- What this task involves -
Continue the mailing-list reply about pg_stat_statements with plans, starting after its last sentence.

Re: [HACKERS] [FEATURE PATCH] pg_stat_statements with plans (v02)

From: Julian Markwort <julian(dot)markwort(at)uni-muenster(dot)de>
To: David Fetter <david(at)fetter(dot)org>
Cc: Peter Eisentraut <peter(dot)eisentraut(at)2ndquadrant(dot)com>, Simon Riggs <simon(at)2ndquadrant(dot)com>, David Steele <david(at)pgmasters(dot)net>, PostgreSQL-development <pgsql-hackers(at)postgresql(dot)org>, marius(dot)timmer(at)uni-muenster(dot)de, arne(dot)scheffer(at)uni-muenster(dot)de
Subject: Re: [HACKERS] [FEATURE PATCH] pg_stat_statements with plans (v02)
Date: 2018-01-15 16:48:51
Message-ID: ffaccd0b-e8c5-1fcc-4655-08992d35b4be@uni-muenster.de
Views: Raw Message | Whole Thread | Download mbox | Resend email
Thread:
Lists: pgsql-hackers

On 01/11/2018 03:43 PM, David Fetter wrote:
> Is the assumption of a normal distribution reasonable for outlier
> plans as you've seen them?
This is a difficult but fair question.
First of all, I'd like to clarify that the normal distribution is
assumed for the set of all execution times matching a queryid; No
assumptions are made about the distribution of the outliers themselves.
The primary goal of this approach was the limitation of plan updates, to
avoid unnecessary IO operations.
When query performance does not vary much, no updates of the plans
should be necessary, but as soon as query performance varies too much,
the new plan should be stored.
For the purpose of distinguishing reasonable variance between execution
times and great variance due to changing conditions which ultimately
might result in a different plan, the assumption of a normal
distribution for all execution times suits well.

Based on some early testing, this results in only a few percent of
updates (1-3%) in relation to the total number of calls, when running
some short pgbench tests.

- Information shown -
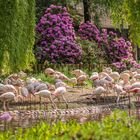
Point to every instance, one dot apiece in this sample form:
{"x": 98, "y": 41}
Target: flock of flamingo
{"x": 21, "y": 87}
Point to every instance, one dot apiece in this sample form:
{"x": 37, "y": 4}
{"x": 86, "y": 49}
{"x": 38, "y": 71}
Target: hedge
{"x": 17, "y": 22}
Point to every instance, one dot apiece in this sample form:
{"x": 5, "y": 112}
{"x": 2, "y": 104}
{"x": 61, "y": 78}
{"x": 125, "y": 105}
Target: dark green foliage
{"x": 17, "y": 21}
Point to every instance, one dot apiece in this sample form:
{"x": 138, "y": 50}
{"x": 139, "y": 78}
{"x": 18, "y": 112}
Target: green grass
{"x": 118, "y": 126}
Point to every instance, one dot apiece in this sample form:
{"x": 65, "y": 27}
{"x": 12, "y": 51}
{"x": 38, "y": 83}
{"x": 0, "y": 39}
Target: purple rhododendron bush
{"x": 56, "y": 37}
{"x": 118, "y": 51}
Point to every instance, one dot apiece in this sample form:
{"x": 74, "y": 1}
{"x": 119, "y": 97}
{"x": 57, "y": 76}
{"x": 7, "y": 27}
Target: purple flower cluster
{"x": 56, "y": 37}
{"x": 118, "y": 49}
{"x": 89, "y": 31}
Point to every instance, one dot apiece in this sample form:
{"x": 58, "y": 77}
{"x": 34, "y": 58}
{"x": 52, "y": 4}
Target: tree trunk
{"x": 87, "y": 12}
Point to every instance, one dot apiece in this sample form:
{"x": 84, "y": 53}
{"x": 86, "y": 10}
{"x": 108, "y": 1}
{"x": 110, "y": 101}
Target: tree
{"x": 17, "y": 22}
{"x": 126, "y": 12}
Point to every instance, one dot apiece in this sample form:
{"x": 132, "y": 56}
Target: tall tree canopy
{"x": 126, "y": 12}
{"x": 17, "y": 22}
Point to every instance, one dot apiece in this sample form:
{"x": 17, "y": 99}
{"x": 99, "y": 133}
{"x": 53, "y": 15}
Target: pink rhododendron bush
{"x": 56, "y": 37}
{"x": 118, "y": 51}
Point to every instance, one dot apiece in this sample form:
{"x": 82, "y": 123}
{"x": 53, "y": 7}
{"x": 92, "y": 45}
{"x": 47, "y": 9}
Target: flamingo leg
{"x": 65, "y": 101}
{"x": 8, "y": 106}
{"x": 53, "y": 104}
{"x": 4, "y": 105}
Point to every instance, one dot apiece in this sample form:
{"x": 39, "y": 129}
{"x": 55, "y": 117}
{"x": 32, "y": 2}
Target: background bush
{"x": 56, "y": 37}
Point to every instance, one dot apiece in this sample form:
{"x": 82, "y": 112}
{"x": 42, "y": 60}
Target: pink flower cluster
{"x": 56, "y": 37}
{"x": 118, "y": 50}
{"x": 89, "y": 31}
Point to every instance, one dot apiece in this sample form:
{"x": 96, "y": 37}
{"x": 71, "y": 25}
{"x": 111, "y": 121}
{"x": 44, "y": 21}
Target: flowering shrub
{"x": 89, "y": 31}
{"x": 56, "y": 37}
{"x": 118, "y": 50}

==

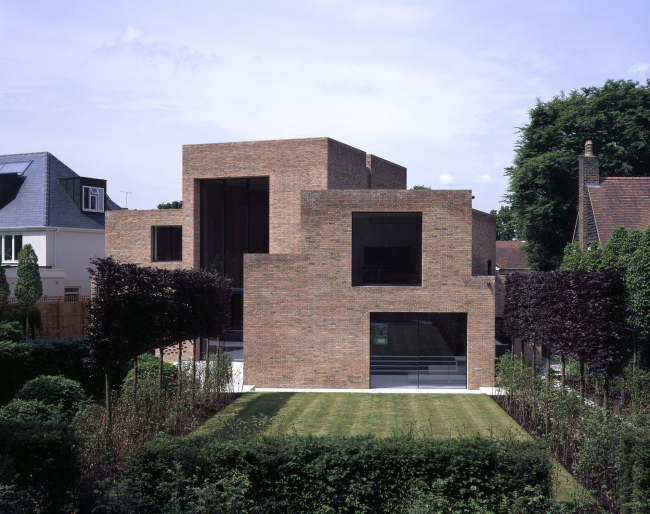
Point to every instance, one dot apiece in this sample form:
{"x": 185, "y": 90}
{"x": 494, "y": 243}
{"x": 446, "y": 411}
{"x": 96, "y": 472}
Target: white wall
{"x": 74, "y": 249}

- Result -
As the sample size grows, the assumption of a normal distribution
becomes increasingly accurate and the (unnecessary) sampling of plans
decreases.
In a different test, I ran several queries with identical table sizes,
the queries were fairly simple,  and the statistical evaluation led to
few updates during these tests. When I increased the table size
significantly, the database switched to a different plan. Because the
execution time differed significantly, this new bad plan was stored.
Similarly, after running a certain query a couple of times, I created an
index on my test data, which resulted in a speedup which was significant
enough to result in an update of the good plan.

Now, if a change to the data or the index situation only resulted in an
insignificant performance increase or decrease (one that falls into the
interval defined as [mean - 1.5*IQD, mean + 1-5*IQD] ), I think it might
be possible to assume that we are not interested in an updated plan for
this scenario.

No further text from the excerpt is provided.